Since each line must match the original, copy out the records with no differences at all.

Supplied data:
....

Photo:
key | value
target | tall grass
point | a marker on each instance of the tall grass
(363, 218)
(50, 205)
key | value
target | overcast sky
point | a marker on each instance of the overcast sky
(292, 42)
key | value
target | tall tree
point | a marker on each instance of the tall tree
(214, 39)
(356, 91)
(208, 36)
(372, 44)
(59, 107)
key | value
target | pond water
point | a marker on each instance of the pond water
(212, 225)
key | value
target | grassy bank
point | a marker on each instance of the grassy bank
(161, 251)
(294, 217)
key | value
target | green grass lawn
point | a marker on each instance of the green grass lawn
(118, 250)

....

Output:
Photo:
key | value
target | tall grass
point | a marker on each instance of the tall grass
(363, 218)
(50, 205)
key | value
target | overcast sky
point | a marker on each instance of the overcast sky
(292, 42)
key | value
target | tall tree
point | a marker on each instance of the tall tree
(214, 39)
(356, 91)
(208, 36)
(372, 44)
(59, 107)
key | value
target | pond water
point | a marker on each instance of the pond water
(212, 225)
key | value
target | grassy bank
point | a marker on each instance of the grassy bank
(161, 251)
(294, 217)
key | value
target | green grass lawn
point | a marker on each instance of the green grass lawn
(118, 250)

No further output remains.